▸ **Objective**
Extract all of the data and reproduce it precisely.
==================================================
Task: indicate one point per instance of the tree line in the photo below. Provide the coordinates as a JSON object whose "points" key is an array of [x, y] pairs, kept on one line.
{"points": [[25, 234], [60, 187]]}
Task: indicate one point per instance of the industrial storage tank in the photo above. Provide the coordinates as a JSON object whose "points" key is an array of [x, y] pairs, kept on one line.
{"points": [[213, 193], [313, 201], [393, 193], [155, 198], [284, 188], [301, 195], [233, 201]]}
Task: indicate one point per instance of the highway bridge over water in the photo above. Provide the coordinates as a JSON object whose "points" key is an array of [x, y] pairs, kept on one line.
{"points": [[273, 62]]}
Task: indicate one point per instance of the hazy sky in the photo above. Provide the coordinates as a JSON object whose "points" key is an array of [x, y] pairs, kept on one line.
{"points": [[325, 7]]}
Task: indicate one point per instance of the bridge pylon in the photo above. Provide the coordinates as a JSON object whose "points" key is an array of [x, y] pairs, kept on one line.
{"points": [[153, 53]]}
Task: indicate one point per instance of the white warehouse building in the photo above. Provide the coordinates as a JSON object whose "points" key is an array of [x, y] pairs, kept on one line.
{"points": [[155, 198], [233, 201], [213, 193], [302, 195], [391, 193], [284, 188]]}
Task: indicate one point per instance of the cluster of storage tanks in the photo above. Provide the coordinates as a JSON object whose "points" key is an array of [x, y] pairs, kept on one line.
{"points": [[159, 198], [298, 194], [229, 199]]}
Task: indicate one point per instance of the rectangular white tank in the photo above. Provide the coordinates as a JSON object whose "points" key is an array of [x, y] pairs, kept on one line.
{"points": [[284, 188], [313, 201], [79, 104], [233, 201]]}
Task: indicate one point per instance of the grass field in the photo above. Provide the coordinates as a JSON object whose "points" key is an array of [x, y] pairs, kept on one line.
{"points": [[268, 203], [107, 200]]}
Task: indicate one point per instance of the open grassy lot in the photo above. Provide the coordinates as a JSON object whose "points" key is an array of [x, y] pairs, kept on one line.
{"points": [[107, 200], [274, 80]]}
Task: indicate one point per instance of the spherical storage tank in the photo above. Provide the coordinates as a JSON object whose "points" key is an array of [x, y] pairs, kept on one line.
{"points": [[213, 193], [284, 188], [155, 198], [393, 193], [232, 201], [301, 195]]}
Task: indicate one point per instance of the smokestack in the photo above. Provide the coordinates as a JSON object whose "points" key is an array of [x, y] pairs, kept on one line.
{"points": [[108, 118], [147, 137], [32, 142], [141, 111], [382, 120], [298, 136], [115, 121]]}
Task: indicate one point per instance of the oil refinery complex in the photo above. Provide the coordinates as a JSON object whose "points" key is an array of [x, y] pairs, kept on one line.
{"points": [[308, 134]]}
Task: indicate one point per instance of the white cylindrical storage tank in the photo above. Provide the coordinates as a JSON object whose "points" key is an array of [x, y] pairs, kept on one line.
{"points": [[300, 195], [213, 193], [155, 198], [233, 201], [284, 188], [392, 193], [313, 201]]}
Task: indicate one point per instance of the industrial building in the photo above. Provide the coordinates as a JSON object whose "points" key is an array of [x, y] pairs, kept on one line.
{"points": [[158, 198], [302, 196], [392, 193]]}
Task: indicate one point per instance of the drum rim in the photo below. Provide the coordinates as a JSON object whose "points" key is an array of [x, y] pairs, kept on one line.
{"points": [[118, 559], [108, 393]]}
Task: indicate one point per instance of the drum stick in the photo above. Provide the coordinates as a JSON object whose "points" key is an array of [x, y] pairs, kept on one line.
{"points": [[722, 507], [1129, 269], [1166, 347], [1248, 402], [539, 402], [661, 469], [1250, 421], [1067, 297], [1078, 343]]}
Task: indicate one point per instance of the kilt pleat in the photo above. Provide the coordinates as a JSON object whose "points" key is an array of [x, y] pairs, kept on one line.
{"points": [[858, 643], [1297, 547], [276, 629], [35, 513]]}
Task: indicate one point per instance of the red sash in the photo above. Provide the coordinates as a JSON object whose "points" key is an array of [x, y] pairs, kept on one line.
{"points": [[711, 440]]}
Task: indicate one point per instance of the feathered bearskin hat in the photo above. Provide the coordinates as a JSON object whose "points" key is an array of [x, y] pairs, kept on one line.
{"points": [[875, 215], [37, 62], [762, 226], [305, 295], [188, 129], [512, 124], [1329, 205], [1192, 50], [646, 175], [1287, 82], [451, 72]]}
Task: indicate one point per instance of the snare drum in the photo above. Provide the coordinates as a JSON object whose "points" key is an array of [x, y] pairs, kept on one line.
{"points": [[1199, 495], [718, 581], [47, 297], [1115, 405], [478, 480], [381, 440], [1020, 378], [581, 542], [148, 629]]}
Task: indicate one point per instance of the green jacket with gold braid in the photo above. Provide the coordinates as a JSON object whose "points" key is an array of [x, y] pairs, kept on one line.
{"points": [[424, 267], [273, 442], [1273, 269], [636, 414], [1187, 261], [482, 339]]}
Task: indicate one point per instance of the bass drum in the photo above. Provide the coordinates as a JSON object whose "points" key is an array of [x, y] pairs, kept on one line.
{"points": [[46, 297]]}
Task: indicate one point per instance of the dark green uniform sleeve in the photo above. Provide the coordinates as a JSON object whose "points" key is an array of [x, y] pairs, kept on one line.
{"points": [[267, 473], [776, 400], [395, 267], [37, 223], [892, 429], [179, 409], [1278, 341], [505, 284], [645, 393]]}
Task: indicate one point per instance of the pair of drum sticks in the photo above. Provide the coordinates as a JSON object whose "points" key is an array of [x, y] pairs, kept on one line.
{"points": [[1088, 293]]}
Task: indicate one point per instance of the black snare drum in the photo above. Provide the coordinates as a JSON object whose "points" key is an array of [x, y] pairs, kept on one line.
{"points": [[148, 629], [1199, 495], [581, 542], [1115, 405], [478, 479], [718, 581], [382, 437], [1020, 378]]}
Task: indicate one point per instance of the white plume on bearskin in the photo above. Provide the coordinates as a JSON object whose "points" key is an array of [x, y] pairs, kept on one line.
==================================================
▸ **Response to the task**
Task: indicate one point per instance of the tree line in the photo below. Provide the coordinates as a JSON object whose "points" key is an array of [x, y] pairs, kept on one line.
{"points": [[25, 234], [60, 187]]}
Task: indicate one point per instance of the industrial storage tank in the photo above. Provide the coordinates as a JSON object whose "points" key is an array of [x, y] pairs, kept on one line.
{"points": [[213, 193], [313, 201], [393, 193], [155, 198], [284, 188], [301, 195], [233, 201]]}
Task: indicate one point per instance of the highway bridge over water in the photo above. Provide the coordinates as a JSON object whose "points" key is an array of [x, y] pairs, kept on one line.
{"points": [[273, 62]]}
Task: indicate one point per instance of the hazy sky in the photo above. Provide the coordinates as a JSON object whose "points" key is an array of [x, y] pairs, kept on one line.
{"points": [[325, 7]]}
Task: indicate one point per instance of the bridge pylon in the photo above. Provide the coordinates as a JSON object whose "points" key is an array of [x, y] pairs, kept on one line.
{"points": [[153, 53]]}
Task: indicate one point per instance of the white warehouse building in the photo above. Provide the coordinates as a JSON object whose "points" key is an array of [x, y] pairs, kept on one line.
{"points": [[155, 198], [233, 201], [213, 193], [302, 195], [391, 193], [284, 188]]}
Task: indicate one point per instance of the cluster of storage tanks in the photo above. Provide the coordinates as a JSON object whose "points" key is an array of [x, y] pairs, kept on one line.
{"points": [[159, 198], [298, 194], [229, 199]]}
Task: indicate one point per instance of the rectangular white tank in the photo above. Provide the coordinates as a JSON object whose "points" key is an array of [x, y] pairs, kept on one line.
{"points": [[284, 188], [313, 201], [79, 104], [233, 201]]}
Task: indicate one point per instance of the grass field in the photo above. Provide the coordinates as a JSON object whose "points" key is an array of [x, y] pairs, kept on one line.
{"points": [[268, 203], [107, 200]]}
Task: indicate one point per instance of the open grassy lot in the photo above. Provide the coordinates as a JSON object whose "points" key is an array of [x, y] pairs, kept on one line.
{"points": [[107, 200], [274, 80]]}
Task: indicate one point per instance of the spherical storage tank in the photo above. Provide the coordinates as a JSON object whose "points" key is an array of [x, y] pairs, kept on one line.
{"points": [[213, 193], [284, 188], [155, 198], [393, 193], [232, 201], [301, 195]]}
Task: indicate one point per instance of the smokestack in the photo above. Provide the coordinates as a JSON object whose "points" key is an array of [x, y] pairs, kept on one line.
{"points": [[108, 118], [147, 137], [32, 142], [141, 111], [382, 120], [298, 136], [115, 121]]}
Task: indicate one point per instance of the oil refinery complex in the photo above. Provide the coordinates as a JSON object whose "points" key is an array of [x, y] pairs, kept on one line.
{"points": [[308, 134]]}
Task: indicate one point per instance of the white cylindrical storage tank in the photo above. Provide the coordinates as a JSON object whose "points" key is an array of [x, y] pairs, kept on one line.
{"points": [[300, 195], [213, 193], [155, 198], [233, 201], [284, 188], [392, 193], [313, 201]]}
Task: indicate one point per instance of the industrial building in the photo above. Provide the coordinates as a JSON object whose "points" key is an array of [x, y] pairs, kept on one line.
{"points": [[158, 198], [302, 196], [392, 193]]}
Task: indicate one point per instance of the drum rim in the photo below. Provide the coordinates as a JSON object whose "points" key is an array of [x, y] pairs, kept on one line.
{"points": [[118, 559], [108, 393]]}
Task: indicate one point per instance of the drum stick in the photo above. Provide the coordinates as a JSON object whose "points" key is an array of [x, y] pairs, kept on one line.
{"points": [[722, 507], [1129, 269], [1166, 347], [1248, 402], [539, 402], [661, 469], [1250, 421], [1067, 297], [1078, 343]]}
Task: indicate one point per instance of the kilt pleat in the photo above. Provide the coordinates as a JSON object whose "points" key is an array of [x, y] pairs, kept on one line.
{"points": [[858, 643], [1297, 547], [276, 629], [35, 513]]}
Task: indicate one point per instance of the red sash in the photo above. Provide the coordinates as a JSON object whose "points" key is an array of [x, y] pairs, kept on one line.
{"points": [[711, 440]]}
Task: indicate one point per instance of the feathered bearskin hat in the photo above. Provide the coordinates as a JSON object whose "points" key is an array of [x, y] pairs, kept on one line.
{"points": [[875, 215], [37, 62], [762, 226], [305, 295], [188, 129], [512, 124], [1329, 205], [1192, 50], [646, 175], [1287, 82], [451, 72]]}
Task: indicate one point per instance of the snare drum in the photo above. Provide the coordinates as a JSON object whose "points" key is an array of [x, y] pairs, kept on one line.
{"points": [[1199, 495], [718, 581], [47, 297], [1115, 405], [478, 480], [381, 440], [1020, 378], [581, 542], [148, 629]]}
Task: indicate one point per instance of the green jacket with gold braid in the photo above. Provide the coordinates as a JSON object whose "points" key is an array of [x, y] pairs, kept on one line.
{"points": [[424, 267], [273, 442], [1273, 269], [636, 414], [1187, 261], [482, 339]]}
Task: indicate one point per instance of the bass drum in the photo above. Provide the coordinates as a JSON object whose "points" key is an array of [x, y] pairs, kept on one line.
{"points": [[46, 297]]}
Task: indicate one point per instance of the dark green uniform sleeve in the photo above. Provide the coordinates as a JSON object whose "points" key is an array of [x, y] pairs, kept on one line.
{"points": [[267, 473], [776, 400], [395, 267], [37, 223], [892, 429], [179, 409], [1278, 341], [505, 284], [645, 393]]}
Task: indicate one point per instance of the pair of drum sticks in the photo above. Provide the coordinates as a JSON object whose "points" key is an array of [x, y] pairs, kept on one line.
{"points": [[1088, 293]]}
Task: indicate one point per instance of the black snare drum in the photo above. Provide the coordinates as a JSON object whose "points" key is an array of [x, y] pairs, kept on one line.
{"points": [[148, 629], [1199, 495], [581, 542], [1115, 405], [478, 479], [718, 581], [382, 437], [1020, 378]]}
Task: indicate one point per instance of the white plume on bearskin in the photo above. Provide the coordinates as a JSON object whose "points" key is an array of [x, y] pairs, kept on one line.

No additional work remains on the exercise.